• REQUIRED TASK A
In the review of The Enchanted Tower, put this sentence into Spanish: "Players then take turns rolling unique dice to move around the board and find the key."
• REQUIRED TASK B
Keep writing the review of The Enchanted Tower, picking up right after its last sentence.

• EXTRACTED TEXT
Using a classic fairy tale motif, The Enchanted Tower sees a hero and a sorcerer racing toward a hidden key, trying to rescue or capture, respectively, a princess locked in a tower. The hero closes their eyes while the sorcerer hides the key in one of the many holes. Players then take turns rolling unique dice to move around the board and find the key. As the sorcerer knows where the key is, the hero is given a head start for searching. The player who finds the key first, however, does not automatically win. There are six keyholes in the tower that players must test to find the one that frees the princess, meaning it’s likely more races—and more suspense—await.
Beyond just fun gameplay, The Enchanted Tower is a wonderfully tactile, 3D experience. Hidden beneath cardboard tokens on forest paths, the metal key is found by magnets under the hero and sorcerer as they pass over. And the princess’ tower is spring loaded. Inserting the key into the right keyhole sends her shooting into the air. The princess and the tower needed to be plastic for mechanical reasons, which is understandable, but the remainder of the game is wood and cardboard, including solid meeples and dice, which feel right.

• SUPPLIED MATERIAL
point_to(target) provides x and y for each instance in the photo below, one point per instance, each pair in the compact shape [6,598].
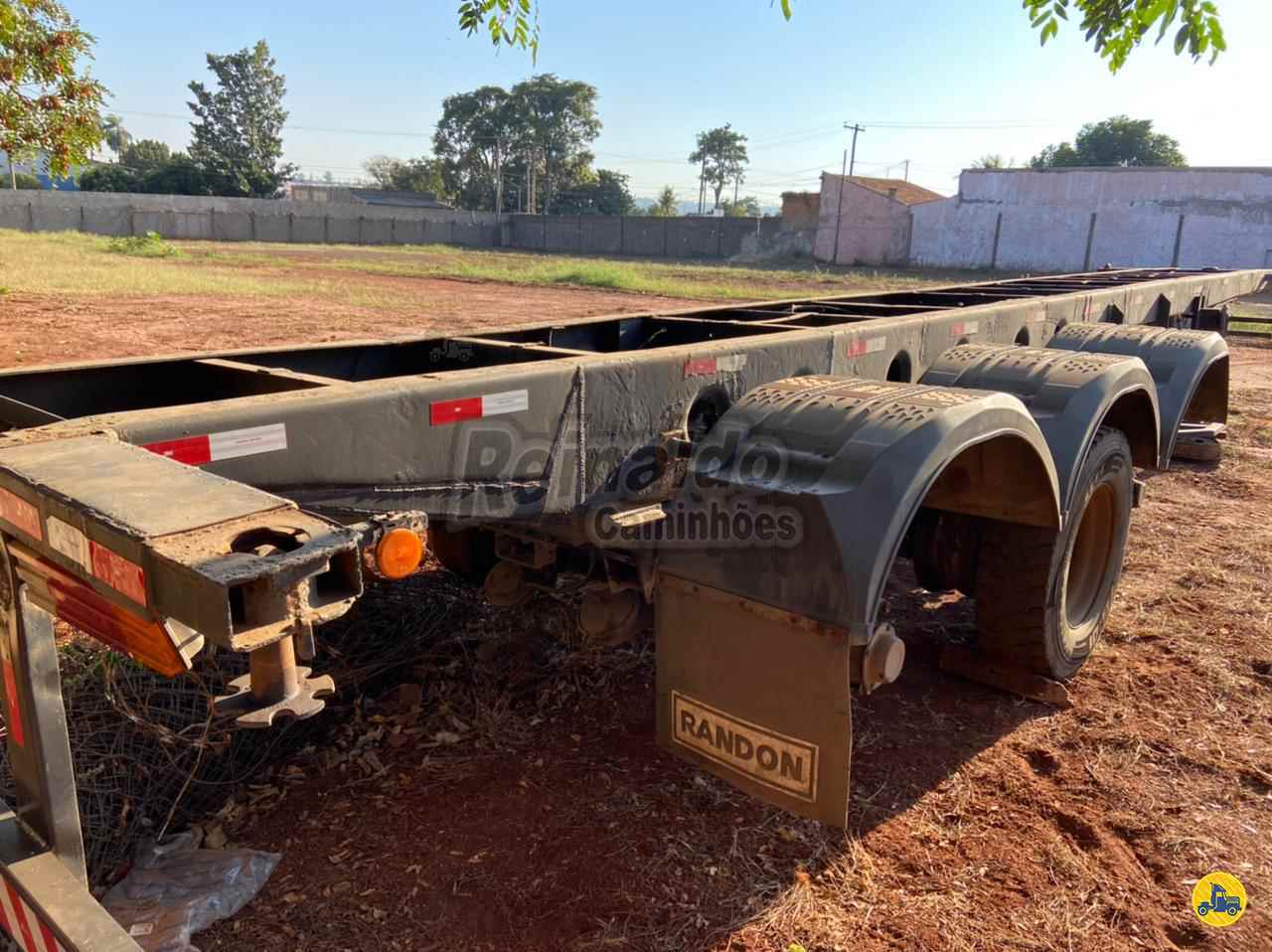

• WRITTEN REPLY A
Luego, los jugadores se turnan para tirar unos dados singulares, moverse por el tablero y encontrar la llave.

• WRITTEN REPLY B
The Enchanted Tower is at heart a memory game, which means my kids stand more than a fair chance against ageing, old dad. No need for parents to put the brakes on playing, children can straight-up, honestly beat you, which is a huge amount of fun for them. Another immensely fun thing is that there is no need to have fixed roles. Between rounds, players can switch between the hero and sorcerer, one closing their eyes while the other hides the key, and vice versa. All that matters is who gets to the key first to have a chance to rescue the princess. And lastly, beyond just rolling dice and moving, there is a mild-bluffing element to the game. As the sorcerer knows where the key is, they can lead the hero on a small goose-chase—zigging when they should zag to throw off the hero. And of course, when even the sorcerer forgets where the key is, all bets are off!
If there is a limitation to the game, it would be player count. I have played with myself and two small kids, and while it can be made to work, it is not ideal. With my three-year old, I wonder if it gives her the full sense of satisfaction or confidence of having done something herself. On the other hand, my children had to compromise on each turn playing as the hero, deciding which path for him to take. Overall, games are so quick, however, that the attention span of any small child can absorb the short break while their brother or sister plays. And of course, once both children are old enough, they can manage themselves.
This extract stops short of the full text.